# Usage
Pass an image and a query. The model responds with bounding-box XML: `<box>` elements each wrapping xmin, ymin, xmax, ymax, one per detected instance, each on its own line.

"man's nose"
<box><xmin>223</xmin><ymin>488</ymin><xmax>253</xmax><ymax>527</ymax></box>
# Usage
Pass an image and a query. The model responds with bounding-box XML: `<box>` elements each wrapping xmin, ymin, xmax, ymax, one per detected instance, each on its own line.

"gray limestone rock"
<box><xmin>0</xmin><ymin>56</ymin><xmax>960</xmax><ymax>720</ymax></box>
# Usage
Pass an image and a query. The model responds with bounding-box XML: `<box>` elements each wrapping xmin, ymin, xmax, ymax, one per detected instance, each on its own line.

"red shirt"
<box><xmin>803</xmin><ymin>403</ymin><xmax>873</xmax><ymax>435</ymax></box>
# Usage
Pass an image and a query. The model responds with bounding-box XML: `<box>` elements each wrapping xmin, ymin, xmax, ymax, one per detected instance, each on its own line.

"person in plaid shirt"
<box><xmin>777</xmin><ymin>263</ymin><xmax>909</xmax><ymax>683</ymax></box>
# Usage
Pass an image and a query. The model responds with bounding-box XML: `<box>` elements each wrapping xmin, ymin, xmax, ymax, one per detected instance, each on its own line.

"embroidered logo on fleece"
++++++
* What needs to be done:
Write out every one of the records above again, word for word and unchanged.

* Written reply:
# Usage
Pass an image and a query. The model responds with bounding-box XML: `<box>` elements each wrapping xmin, ymin, xmax, ymax, one per detected instance, each on its own line.

"man's nose"
<box><xmin>223</xmin><ymin>488</ymin><xmax>253</xmax><ymax>527</ymax></box>
# Usage
Pass an image and a query. The model responds with bounding-box XML: `<box>` elements each wrapping xmin, ymin, xmax, ymax, one per detected instance, each on its own line.

"gray limestone rock"
<box><xmin>0</xmin><ymin>56</ymin><xmax>960</xmax><ymax>720</ymax></box>
# Usage
Pass an image and a query. The model responds with bounding-box XML: `<box>` elements each wrapping xmin, ymin, xmax, ymax, one per detected instance, each on its own line.

"red shirt"
<box><xmin>803</xmin><ymin>403</ymin><xmax>873</xmax><ymax>435</ymax></box>
# Usage
Pass an image and a query. The model responds with bounding-box XML: `<box>` elements each wrapping xmin, ymin, xmax, ymax, one per detected instance, each on its own line.

"person in plaid shirt"
<box><xmin>777</xmin><ymin>263</ymin><xmax>909</xmax><ymax>683</ymax></box>
# Usage
Pass an image and a query. The model responds with bounding-box XML: `<box>` elements each wrapping xmin, ymin, xmax, ymax, one per detected instance, each on its own line.

"embroidered logo on fleece"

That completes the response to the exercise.